(Beginning of Data supplied)
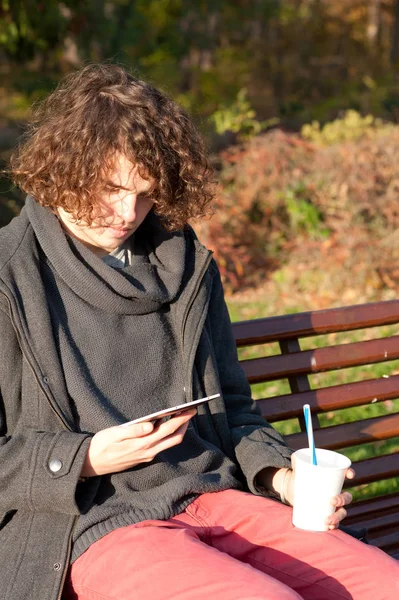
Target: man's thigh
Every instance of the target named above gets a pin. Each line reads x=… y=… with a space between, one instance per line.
x=319 y=566
x=167 y=562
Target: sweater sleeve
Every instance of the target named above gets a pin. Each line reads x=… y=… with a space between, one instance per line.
x=39 y=469
x=257 y=444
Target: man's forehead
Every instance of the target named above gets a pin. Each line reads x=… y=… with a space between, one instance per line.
x=130 y=175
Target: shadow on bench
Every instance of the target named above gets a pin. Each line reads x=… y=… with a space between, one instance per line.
x=295 y=349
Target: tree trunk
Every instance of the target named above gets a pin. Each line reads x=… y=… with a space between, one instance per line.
x=395 y=35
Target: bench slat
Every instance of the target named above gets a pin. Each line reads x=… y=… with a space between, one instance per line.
x=385 y=542
x=289 y=406
x=319 y=360
x=375 y=469
x=348 y=318
x=375 y=523
x=386 y=503
x=350 y=434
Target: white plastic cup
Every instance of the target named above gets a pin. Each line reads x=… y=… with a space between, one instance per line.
x=315 y=485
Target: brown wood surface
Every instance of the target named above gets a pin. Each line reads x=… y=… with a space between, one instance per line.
x=380 y=516
x=375 y=469
x=381 y=504
x=344 y=435
x=386 y=541
x=319 y=360
x=348 y=318
x=331 y=398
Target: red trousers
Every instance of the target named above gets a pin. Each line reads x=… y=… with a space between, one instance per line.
x=231 y=545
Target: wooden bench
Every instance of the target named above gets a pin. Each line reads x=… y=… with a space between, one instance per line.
x=380 y=515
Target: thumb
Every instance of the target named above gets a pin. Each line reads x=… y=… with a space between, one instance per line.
x=136 y=429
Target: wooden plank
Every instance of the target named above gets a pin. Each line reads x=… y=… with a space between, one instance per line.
x=375 y=469
x=348 y=318
x=289 y=406
x=386 y=503
x=350 y=434
x=298 y=384
x=320 y=360
x=375 y=522
x=386 y=541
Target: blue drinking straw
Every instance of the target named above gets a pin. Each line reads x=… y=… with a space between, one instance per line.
x=309 y=431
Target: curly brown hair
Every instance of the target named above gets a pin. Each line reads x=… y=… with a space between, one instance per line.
x=74 y=135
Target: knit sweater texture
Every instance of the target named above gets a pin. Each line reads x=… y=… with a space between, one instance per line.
x=121 y=355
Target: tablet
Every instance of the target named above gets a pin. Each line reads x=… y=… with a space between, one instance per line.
x=167 y=413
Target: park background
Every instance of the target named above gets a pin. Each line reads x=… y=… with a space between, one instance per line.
x=299 y=103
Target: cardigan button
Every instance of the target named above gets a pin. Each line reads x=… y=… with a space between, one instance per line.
x=55 y=465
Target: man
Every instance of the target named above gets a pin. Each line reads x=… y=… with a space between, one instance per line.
x=111 y=309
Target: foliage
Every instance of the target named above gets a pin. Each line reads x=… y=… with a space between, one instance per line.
x=240 y=118
x=205 y=52
x=322 y=220
x=351 y=126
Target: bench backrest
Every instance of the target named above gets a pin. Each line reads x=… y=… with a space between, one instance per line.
x=297 y=347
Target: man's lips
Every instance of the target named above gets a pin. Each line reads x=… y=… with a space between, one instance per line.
x=120 y=230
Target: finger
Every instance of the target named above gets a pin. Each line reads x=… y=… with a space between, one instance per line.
x=335 y=519
x=350 y=474
x=341 y=499
x=136 y=430
x=169 y=427
x=168 y=442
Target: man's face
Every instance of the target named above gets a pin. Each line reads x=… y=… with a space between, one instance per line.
x=119 y=212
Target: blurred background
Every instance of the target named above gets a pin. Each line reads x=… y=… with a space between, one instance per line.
x=299 y=103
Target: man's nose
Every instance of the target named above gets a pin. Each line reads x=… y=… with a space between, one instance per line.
x=127 y=208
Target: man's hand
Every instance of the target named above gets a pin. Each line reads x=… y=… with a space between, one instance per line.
x=275 y=479
x=119 y=448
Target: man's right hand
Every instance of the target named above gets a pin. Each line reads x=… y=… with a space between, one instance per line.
x=119 y=448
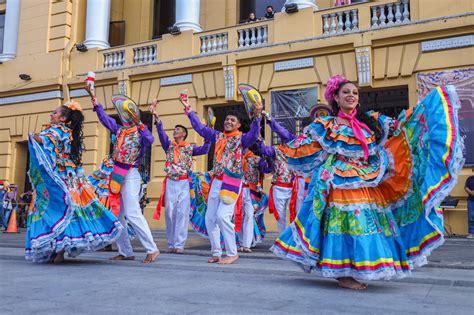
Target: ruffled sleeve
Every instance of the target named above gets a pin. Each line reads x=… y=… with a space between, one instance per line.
x=56 y=139
x=388 y=124
x=304 y=154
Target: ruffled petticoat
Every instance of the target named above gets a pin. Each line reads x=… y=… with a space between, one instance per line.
x=375 y=219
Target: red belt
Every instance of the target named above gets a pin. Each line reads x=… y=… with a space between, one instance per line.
x=182 y=177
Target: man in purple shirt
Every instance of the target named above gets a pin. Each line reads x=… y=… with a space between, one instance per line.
x=175 y=194
x=283 y=187
x=228 y=154
x=469 y=188
x=132 y=141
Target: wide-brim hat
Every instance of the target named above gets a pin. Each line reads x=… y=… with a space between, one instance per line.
x=251 y=96
x=320 y=110
x=126 y=109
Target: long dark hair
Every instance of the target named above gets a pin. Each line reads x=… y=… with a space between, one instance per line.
x=75 y=121
x=370 y=121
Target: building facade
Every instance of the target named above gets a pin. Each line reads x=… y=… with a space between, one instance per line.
x=394 y=49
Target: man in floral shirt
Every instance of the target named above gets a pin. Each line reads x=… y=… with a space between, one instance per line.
x=175 y=195
x=227 y=178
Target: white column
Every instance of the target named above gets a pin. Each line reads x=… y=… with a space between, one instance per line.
x=97 y=24
x=10 y=34
x=302 y=4
x=187 y=15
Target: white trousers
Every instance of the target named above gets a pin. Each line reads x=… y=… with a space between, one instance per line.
x=246 y=234
x=219 y=220
x=177 y=205
x=130 y=211
x=300 y=197
x=281 y=197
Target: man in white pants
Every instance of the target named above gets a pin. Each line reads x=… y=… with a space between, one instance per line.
x=282 y=189
x=133 y=137
x=223 y=194
x=254 y=166
x=175 y=193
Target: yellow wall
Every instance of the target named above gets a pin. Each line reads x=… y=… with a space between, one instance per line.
x=49 y=29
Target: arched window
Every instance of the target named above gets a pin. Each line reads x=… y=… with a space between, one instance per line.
x=164 y=16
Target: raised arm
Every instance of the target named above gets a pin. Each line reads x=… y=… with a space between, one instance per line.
x=284 y=134
x=145 y=135
x=200 y=150
x=251 y=137
x=264 y=166
x=105 y=119
x=266 y=150
x=164 y=139
x=207 y=133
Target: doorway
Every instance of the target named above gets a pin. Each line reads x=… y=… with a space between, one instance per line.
x=164 y=16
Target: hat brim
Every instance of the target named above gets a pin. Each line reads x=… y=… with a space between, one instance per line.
x=250 y=96
x=126 y=108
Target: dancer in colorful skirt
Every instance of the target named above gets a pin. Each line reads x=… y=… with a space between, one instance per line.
x=133 y=138
x=300 y=183
x=254 y=167
x=372 y=211
x=282 y=192
x=66 y=217
x=175 y=195
x=227 y=178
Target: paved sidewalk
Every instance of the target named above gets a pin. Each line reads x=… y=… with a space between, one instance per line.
x=455 y=253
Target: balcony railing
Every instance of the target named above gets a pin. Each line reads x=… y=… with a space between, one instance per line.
x=389 y=14
x=144 y=54
x=214 y=43
x=253 y=36
x=331 y=21
x=340 y=22
x=114 y=59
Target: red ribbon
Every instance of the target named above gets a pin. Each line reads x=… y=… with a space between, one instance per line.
x=238 y=213
x=294 y=198
x=161 y=202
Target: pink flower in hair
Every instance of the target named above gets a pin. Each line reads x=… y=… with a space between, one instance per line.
x=332 y=86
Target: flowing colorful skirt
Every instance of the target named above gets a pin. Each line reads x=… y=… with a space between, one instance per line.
x=67 y=214
x=385 y=230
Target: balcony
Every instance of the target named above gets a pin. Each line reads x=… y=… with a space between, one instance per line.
x=285 y=28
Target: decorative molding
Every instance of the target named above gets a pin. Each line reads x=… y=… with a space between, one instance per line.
x=447 y=43
x=177 y=79
x=78 y=93
x=294 y=64
x=229 y=81
x=31 y=97
x=364 y=65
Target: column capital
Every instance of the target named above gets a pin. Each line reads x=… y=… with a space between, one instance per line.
x=302 y=4
x=97 y=24
x=187 y=15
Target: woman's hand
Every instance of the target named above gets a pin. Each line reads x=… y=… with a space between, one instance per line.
x=153 y=105
x=92 y=95
x=258 y=109
x=37 y=138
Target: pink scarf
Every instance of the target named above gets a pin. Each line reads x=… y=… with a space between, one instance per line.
x=357 y=126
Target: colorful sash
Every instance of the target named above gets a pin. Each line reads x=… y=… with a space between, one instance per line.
x=161 y=202
x=271 y=202
x=230 y=189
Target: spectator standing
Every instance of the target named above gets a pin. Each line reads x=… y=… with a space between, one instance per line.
x=2 y=209
x=252 y=18
x=338 y=3
x=269 y=14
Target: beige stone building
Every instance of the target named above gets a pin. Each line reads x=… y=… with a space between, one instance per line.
x=392 y=48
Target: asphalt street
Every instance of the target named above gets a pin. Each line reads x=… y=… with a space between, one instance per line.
x=257 y=284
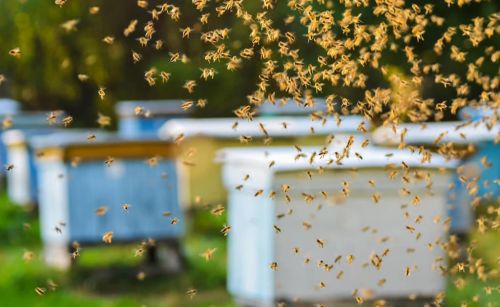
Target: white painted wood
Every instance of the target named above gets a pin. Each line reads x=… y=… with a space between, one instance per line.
x=223 y=127
x=254 y=243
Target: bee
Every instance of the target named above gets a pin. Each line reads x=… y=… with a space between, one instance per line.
x=259 y=193
x=107 y=237
x=109 y=40
x=190 y=85
x=7 y=122
x=83 y=77
x=218 y=211
x=28 y=256
x=16 y=52
x=70 y=25
x=187 y=105
x=136 y=57
x=208 y=254
x=141 y=276
x=225 y=230
x=39 y=290
x=102 y=92
x=101 y=211
x=320 y=242
x=191 y=293
x=93 y=10
x=109 y=161
x=407 y=271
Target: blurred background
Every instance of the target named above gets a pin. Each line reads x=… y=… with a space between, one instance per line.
x=58 y=44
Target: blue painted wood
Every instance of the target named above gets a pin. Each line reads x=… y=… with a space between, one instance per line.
x=488 y=185
x=72 y=195
x=146 y=189
x=131 y=125
x=7 y=108
x=29 y=121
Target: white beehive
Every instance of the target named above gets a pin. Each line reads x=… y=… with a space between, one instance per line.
x=266 y=230
x=212 y=134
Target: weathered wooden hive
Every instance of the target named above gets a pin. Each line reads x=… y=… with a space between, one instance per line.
x=133 y=179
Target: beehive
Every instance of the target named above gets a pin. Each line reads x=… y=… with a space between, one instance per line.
x=263 y=231
x=484 y=140
x=33 y=120
x=74 y=180
x=203 y=137
x=22 y=178
x=154 y=113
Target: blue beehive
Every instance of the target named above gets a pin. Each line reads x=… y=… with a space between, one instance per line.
x=480 y=136
x=288 y=107
x=154 y=113
x=32 y=120
x=8 y=107
x=74 y=181
x=489 y=180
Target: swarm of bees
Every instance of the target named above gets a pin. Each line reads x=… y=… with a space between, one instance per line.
x=346 y=47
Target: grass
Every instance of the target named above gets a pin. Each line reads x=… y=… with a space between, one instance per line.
x=107 y=275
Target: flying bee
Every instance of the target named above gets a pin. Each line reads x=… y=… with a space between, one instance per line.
x=109 y=161
x=101 y=92
x=7 y=122
x=191 y=293
x=126 y=207
x=320 y=242
x=225 y=230
x=218 y=211
x=208 y=254
x=274 y=266
x=16 y=52
x=107 y=237
x=39 y=290
x=101 y=211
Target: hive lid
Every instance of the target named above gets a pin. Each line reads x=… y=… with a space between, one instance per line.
x=427 y=134
x=18 y=136
x=34 y=119
x=76 y=144
x=478 y=113
x=290 y=107
x=223 y=127
x=8 y=106
x=154 y=107
x=284 y=158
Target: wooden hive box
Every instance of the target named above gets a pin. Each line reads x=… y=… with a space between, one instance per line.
x=73 y=182
x=481 y=141
x=265 y=231
x=22 y=178
x=155 y=114
x=206 y=136
x=32 y=120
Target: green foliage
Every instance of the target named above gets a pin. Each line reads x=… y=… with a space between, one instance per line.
x=45 y=76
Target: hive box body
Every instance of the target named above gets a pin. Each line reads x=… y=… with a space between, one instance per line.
x=482 y=136
x=25 y=121
x=72 y=194
x=22 y=179
x=71 y=191
x=254 y=244
x=208 y=135
x=131 y=125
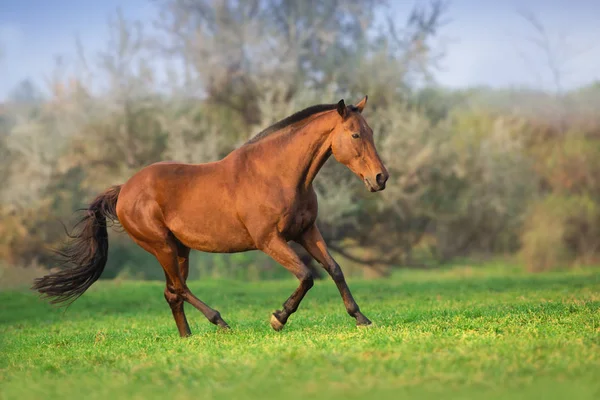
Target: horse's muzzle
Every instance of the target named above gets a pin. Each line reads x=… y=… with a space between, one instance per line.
x=377 y=184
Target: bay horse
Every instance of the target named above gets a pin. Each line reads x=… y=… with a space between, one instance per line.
x=258 y=197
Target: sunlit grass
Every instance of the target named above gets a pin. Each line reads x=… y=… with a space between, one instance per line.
x=454 y=333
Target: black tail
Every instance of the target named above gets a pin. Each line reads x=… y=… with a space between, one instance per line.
x=85 y=255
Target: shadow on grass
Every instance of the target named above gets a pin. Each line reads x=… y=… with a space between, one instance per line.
x=146 y=298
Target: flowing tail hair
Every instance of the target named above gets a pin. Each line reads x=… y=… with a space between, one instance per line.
x=84 y=257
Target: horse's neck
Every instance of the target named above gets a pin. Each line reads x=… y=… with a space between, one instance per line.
x=298 y=155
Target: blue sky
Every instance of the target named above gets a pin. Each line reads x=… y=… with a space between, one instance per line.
x=485 y=40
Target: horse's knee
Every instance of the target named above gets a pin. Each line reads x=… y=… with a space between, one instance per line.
x=307 y=279
x=173 y=298
x=336 y=273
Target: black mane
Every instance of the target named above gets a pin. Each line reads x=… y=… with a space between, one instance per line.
x=292 y=119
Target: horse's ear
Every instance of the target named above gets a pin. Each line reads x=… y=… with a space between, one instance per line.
x=361 y=104
x=342 y=110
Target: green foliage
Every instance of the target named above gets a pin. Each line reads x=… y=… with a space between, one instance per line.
x=562 y=230
x=494 y=333
x=472 y=171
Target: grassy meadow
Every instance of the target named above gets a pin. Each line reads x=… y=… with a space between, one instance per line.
x=460 y=332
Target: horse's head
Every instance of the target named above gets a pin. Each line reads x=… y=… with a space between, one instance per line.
x=353 y=146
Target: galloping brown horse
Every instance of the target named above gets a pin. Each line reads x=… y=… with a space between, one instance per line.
x=260 y=196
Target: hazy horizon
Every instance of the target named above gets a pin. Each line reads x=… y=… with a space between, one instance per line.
x=485 y=42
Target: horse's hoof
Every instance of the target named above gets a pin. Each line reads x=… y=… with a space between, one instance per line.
x=363 y=322
x=275 y=324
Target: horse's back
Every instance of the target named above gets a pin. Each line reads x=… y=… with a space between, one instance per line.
x=193 y=201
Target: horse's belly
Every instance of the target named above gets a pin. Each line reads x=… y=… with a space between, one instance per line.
x=212 y=233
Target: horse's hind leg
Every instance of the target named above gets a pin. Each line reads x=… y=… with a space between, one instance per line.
x=168 y=257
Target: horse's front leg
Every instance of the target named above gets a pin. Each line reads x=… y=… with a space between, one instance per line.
x=313 y=242
x=281 y=252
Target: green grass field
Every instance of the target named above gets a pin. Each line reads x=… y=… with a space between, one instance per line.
x=454 y=333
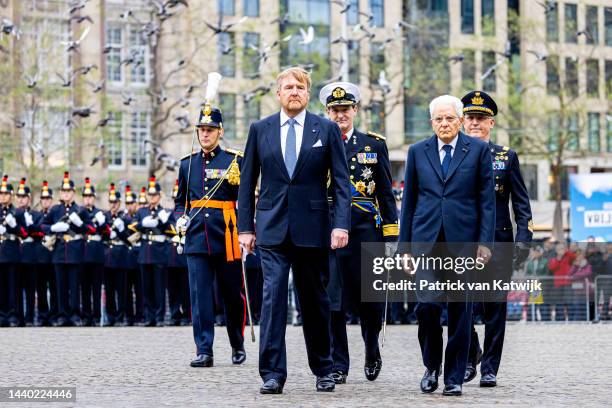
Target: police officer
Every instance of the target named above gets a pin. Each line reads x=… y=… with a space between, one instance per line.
x=373 y=219
x=178 y=280
x=10 y=232
x=116 y=259
x=67 y=223
x=134 y=302
x=211 y=242
x=154 y=224
x=479 y=112
x=45 y=271
x=93 y=258
x=28 y=263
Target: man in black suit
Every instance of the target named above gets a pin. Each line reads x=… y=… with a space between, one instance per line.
x=295 y=152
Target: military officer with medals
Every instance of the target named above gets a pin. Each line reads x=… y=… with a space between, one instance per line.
x=373 y=219
x=116 y=259
x=154 y=224
x=93 y=258
x=206 y=210
x=479 y=112
x=11 y=230
x=66 y=225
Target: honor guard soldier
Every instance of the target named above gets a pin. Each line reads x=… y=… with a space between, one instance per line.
x=10 y=233
x=479 y=111
x=154 y=225
x=30 y=284
x=178 y=279
x=116 y=259
x=373 y=219
x=206 y=202
x=134 y=302
x=44 y=268
x=93 y=258
x=66 y=224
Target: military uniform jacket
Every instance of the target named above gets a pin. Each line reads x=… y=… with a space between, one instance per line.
x=373 y=209
x=9 y=241
x=30 y=242
x=207 y=232
x=509 y=184
x=117 y=252
x=69 y=246
x=152 y=250
x=94 y=243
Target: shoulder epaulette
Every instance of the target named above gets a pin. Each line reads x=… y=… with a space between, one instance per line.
x=376 y=135
x=188 y=155
x=234 y=151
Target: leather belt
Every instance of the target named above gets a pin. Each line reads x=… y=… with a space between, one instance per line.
x=232 y=248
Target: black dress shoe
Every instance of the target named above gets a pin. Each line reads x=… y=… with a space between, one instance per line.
x=372 y=369
x=202 y=360
x=272 y=386
x=238 y=356
x=429 y=382
x=339 y=377
x=453 y=390
x=488 y=380
x=325 y=383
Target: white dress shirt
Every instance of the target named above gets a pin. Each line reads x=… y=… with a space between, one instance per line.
x=441 y=144
x=299 y=131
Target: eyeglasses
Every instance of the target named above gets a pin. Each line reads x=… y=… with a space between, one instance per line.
x=440 y=119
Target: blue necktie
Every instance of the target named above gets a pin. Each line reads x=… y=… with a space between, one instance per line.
x=290 y=154
x=446 y=160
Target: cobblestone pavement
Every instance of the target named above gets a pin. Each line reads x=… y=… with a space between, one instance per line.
x=549 y=365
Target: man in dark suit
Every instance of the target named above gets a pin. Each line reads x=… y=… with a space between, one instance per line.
x=448 y=197
x=295 y=152
x=479 y=110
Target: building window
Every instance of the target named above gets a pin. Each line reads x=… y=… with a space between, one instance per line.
x=226 y=58
x=593 y=129
x=571 y=76
x=571 y=23
x=489 y=84
x=377 y=61
x=227 y=7
x=592 y=25
x=353 y=48
x=227 y=104
x=468 y=70
x=488 y=17
x=140 y=126
x=530 y=176
x=608 y=25
x=251 y=8
x=352 y=15
x=467 y=16
x=377 y=8
x=593 y=78
x=250 y=64
x=114 y=39
x=114 y=140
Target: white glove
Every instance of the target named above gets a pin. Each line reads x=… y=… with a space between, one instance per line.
x=163 y=216
x=149 y=222
x=28 y=218
x=119 y=224
x=182 y=224
x=76 y=220
x=10 y=220
x=60 y=227
x=100 y=218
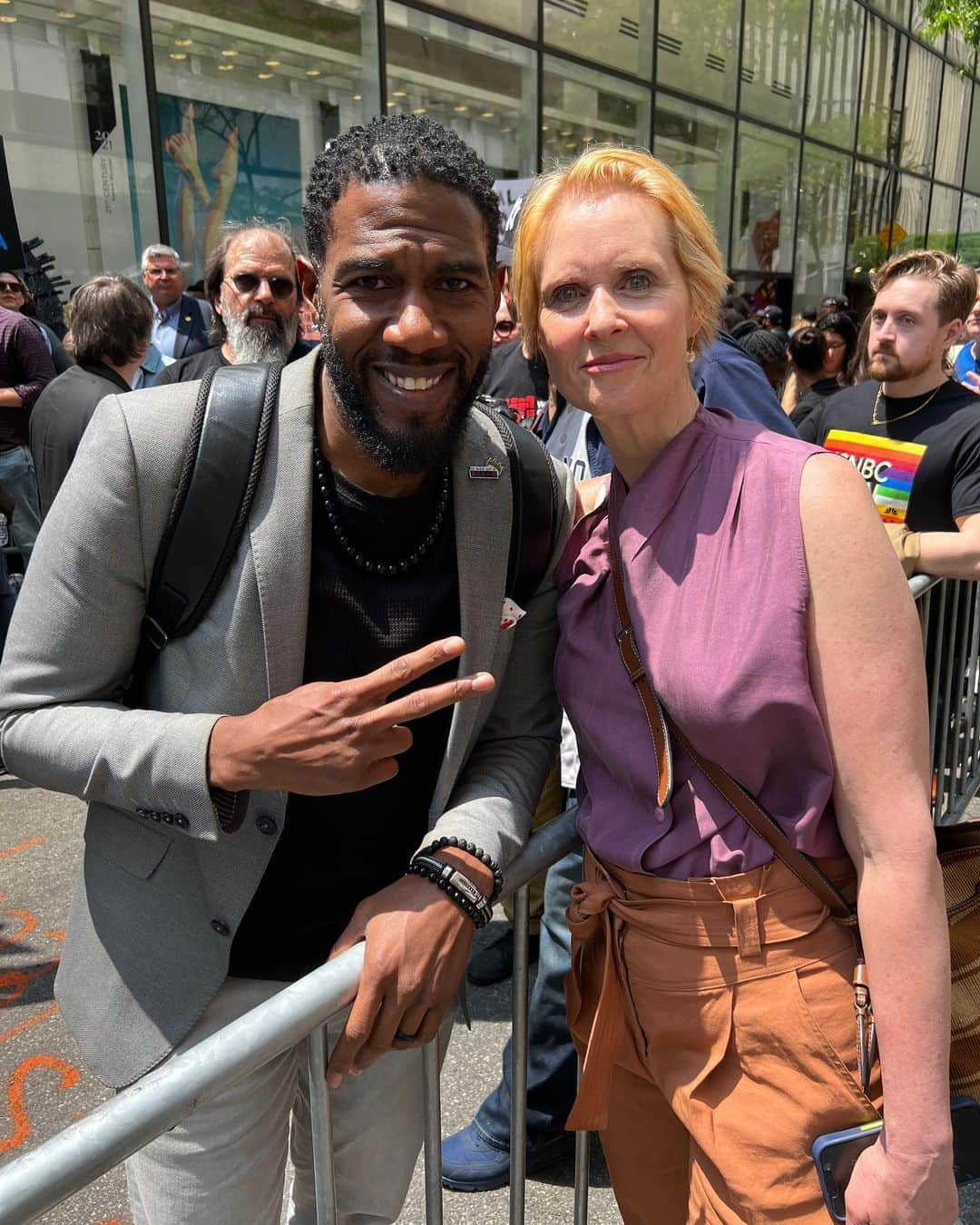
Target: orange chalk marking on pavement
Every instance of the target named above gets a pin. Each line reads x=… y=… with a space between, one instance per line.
x=30 y=924
x=27 y=846
x=15 y=983
x=6 y=1034
x=18 y=1116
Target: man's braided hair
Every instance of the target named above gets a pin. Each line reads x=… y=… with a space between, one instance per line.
x=396 y=149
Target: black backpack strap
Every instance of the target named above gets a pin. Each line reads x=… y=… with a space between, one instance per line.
x=214 y=493
x=535 y=518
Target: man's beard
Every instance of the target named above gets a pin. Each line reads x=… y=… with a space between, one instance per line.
x=263 y=342
x=888 y=368
x=416 y=446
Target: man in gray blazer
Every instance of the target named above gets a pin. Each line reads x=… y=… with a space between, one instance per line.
x=353 y=693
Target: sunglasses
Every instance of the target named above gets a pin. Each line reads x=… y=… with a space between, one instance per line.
x=248 y=282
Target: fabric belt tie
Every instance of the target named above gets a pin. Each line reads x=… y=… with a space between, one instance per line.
x=599 y=904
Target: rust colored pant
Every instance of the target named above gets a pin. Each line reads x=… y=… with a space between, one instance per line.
x=716 y=1019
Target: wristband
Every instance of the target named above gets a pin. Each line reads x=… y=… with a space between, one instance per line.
x=456 y=886
x=462 y=844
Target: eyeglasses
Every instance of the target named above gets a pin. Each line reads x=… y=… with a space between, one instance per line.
x=248 y=282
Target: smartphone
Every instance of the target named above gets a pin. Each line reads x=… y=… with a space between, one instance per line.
x=837 y=1154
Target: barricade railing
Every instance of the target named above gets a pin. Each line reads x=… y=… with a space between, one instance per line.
x=43 y=1178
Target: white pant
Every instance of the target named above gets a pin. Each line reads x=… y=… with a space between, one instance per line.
x=226 y=1162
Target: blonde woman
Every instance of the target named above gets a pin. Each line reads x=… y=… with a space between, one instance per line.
x=710 y=993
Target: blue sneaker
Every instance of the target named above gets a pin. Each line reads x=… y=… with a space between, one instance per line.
x=471 y=1162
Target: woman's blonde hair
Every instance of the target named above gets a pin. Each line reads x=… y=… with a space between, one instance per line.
x=604 y=171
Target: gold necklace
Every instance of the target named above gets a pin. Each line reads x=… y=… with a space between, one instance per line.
x=887 y=420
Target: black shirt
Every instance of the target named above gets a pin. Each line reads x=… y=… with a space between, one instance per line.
x=198 y=364
x=923 y=468
x=336 y=850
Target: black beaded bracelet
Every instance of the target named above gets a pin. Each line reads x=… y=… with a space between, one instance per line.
x=436 y=872
x=476 y=853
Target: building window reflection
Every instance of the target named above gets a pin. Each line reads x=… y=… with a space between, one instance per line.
x=835 y=83
x=697 y=143
x=614 y=32
x=774 y=49
x=247 y=97
x=822 y=227
x=700 y=58
x=765 y=200
x=581 y=107
x=478 y=84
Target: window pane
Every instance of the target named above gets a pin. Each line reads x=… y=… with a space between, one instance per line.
x=870 y=213
x=247 y=97
x=615 y=32
x=898 y=10
x=969 y=230
x=581 y=107
x=76 y=133
x=699 y=143
x=702 y=56
x=479 y=84
x=972 y=179
x=821 y=235
x=881 y=92
x=765 y=200
x=773 y=60
x=944 y=214
x=951 y=149
x=912 y=206
x=520 y=16
x=835 y=71
x=923 y=88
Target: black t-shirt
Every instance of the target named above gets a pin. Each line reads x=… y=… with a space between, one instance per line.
x=336 y=850
x=921 y=468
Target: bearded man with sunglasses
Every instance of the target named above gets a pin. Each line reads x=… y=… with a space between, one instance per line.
x=360 y=689
x=250 y=280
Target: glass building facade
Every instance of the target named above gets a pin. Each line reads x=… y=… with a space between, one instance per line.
x=819 y=135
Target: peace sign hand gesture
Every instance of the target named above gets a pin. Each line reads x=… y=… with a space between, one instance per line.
x=328 y=739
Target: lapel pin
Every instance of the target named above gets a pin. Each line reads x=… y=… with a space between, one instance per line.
x=489 y=471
(End of Data supplied)
• _Action item_
From the entries above, select each line containing the string "colorful".

• _Solution to this exercise_
Target: dancer in colorful skirt
Target: flowing colorful skirt
Target: colorful sash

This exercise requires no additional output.